Stated task
Return all the data, word for word.
[Begin]
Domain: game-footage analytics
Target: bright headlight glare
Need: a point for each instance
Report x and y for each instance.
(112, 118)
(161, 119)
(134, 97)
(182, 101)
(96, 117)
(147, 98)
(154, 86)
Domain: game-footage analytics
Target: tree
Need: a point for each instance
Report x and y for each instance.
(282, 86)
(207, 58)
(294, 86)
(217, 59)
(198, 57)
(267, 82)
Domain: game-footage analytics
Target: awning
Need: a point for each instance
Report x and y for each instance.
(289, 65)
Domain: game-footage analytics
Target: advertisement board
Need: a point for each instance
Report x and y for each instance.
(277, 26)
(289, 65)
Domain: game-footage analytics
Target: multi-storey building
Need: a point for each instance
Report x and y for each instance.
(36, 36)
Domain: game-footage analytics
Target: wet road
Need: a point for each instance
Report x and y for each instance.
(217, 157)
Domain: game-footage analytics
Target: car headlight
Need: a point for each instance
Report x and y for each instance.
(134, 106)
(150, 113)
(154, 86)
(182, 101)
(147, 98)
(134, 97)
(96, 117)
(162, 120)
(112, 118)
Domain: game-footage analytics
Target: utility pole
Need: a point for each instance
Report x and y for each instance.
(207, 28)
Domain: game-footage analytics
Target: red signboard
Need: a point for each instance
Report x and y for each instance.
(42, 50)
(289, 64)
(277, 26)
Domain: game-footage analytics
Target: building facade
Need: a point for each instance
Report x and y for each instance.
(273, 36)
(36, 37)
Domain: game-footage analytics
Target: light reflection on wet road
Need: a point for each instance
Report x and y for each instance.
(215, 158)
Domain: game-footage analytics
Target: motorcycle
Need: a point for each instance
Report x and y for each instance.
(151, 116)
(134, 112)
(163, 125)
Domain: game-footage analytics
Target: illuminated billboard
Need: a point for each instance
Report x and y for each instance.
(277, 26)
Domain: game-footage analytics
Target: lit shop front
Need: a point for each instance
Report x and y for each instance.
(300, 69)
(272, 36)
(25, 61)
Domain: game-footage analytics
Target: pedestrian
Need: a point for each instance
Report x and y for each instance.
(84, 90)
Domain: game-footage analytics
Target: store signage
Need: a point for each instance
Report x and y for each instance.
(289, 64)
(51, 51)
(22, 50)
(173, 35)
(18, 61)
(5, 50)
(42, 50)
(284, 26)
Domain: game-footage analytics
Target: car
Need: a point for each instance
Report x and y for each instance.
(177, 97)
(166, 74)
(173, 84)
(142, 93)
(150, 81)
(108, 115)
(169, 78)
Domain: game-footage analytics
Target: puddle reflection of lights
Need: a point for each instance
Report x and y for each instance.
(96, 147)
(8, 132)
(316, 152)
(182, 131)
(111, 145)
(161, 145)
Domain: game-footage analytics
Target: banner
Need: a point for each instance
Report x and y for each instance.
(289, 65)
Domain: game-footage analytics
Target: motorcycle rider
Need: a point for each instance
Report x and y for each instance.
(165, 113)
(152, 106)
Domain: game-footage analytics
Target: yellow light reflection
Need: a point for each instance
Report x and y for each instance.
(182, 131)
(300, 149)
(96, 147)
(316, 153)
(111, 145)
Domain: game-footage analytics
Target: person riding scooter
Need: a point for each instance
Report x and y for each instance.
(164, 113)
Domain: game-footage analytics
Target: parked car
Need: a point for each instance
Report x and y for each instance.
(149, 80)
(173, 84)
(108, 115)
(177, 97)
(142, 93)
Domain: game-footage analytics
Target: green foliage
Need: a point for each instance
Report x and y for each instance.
[End]
Answer for the task
Domain: game-footage analytics
Target: bright headlight glare
Need: a point for each instance
Report x and y for each instance.
(112, 118)
(161, 119)
(134, 97)
(182, 101)
(96, 117)
(147, 98)
(154, 86)
Domain: game-footage analytics
Target: tree
Need: a point for each instance
Report x and y for each instance.
(282, 86)
(207, 58)
(294, 86)
(217, 59)
(198, 57)
(267, 82)
Domain: game-footage analytics
Target: awning
Need: a point for each instance
Report x and y for each instance.
(289, 65)
Domain: game-footage analytics
Target: advertisement board
Need: a point for each instance
Report x and y for each instance.
(277, 26)
(289, 65)
Domain: game-footage analytics
Target: multi-storey building
Need: a point for each instance
Report x and y for each instance.
(36, 36)
Domain: game-footage analytics
Target: wet road
Need: a point for each instance
Report x and y for each instance.
(217, 157)
Domain: game-footage analytics
Target: car headlight
Need: a point for each instance
Report x and y for each instance.
(134, 106)
(150, 113)
(154, 86)
(182, 101)
(147, 98)
(134, 97)
(96, 117)
(162, 120)
(112, 118)
Domain: game-footage analytics
Target: utility pole
Need: a point for each instance
Report x and y for each instance.
(207, 28)
Domain: game-footage analytics
Target: red signboard
Need: a point for each instance
Report x and y for each instance.
(42, 50)
(289, 64)
(277, 26)
Domain: game-footage analytics
Target: building facade
Need: a point for each instance
Report x and y for each instance.
(273, 36)
(36, 37)
Domain: game-footage analytics
Target: light reflection on wet road
Need: a point for each instance
Report x and y for each instance.
(215, 158)
Domain: game-footage analytics
Target: motorcycle
Need: a point for each instance
Report x and y for each instance.
(151, 116)
(134, 112)
(163, 125)
Domain: game-footage analytics
Target: illuminated billboard
Need: a point for each instance
Report x and y for each instance.
(277, 26)
Domain: game-footage analytics
Target: lit shop front
Need: a point for each instance
Report x and y for each instance.
(300, 69)
(272, 36)
(25, 61)
Domain: game-footage analytics
Target: pedestrian
Need: a point for each instance
Report x and y for each instance.
(84, 90)
Domain: game-footage analytics
Target: store signage
Need: a point for each instance
Report x and y for each instance.
(289, 64)
(51, 51)
(22, 50)
(173, 35)
(18, 61)
(5, 50)
(42, 50)
(284, 26)
Domain: game-footage analytics
Target: car
Need: a point for each instance
Report x and y for each instance.
(177, 97)
(166, 74)
(173, 84)
(142, 93)
(150, 81)
(108, 115)
(169, 78)
Domain: game-footage analytics
Target: puddle reflection of lights
Need: a point for each instance
Report x and y for each instance.
(96, 147)
(8, 132)
(316, 152)
(182, 131)
(111, 145)
(161, 145)
Domain: game-footage analytics
Target: banner
Need: a point for each instance
Report x and y for each instance.
(289, 65)
Domain: game-footage analytics
Target: motorcycle rider
Need: a point for each instance
Report x and y for each instance.
(165, 113)
(152, 106)
Domain: game-footage analytics
Target: yellow light reflection
Need: a point for each instance
Report x and y for each instance.
(182, 131)
(300, 149)
(96, 147)
(316, 153)
(111, 145)
Domain: game-footage analytics
Target: person riding scooter
Need: a point for each instance
Report x and y for each instance.
(164, 113)
Domain: game-footage analytics
Target: parked car
Need: a point for each instance
Report x and y for each instance.
(149, 80)
(173, 84)
(108, 115)
(177, 97)
(142, 93)
Domain: game-footage analytics
Target: green foliage
Need: a point for each instance
Report x and y for each instance.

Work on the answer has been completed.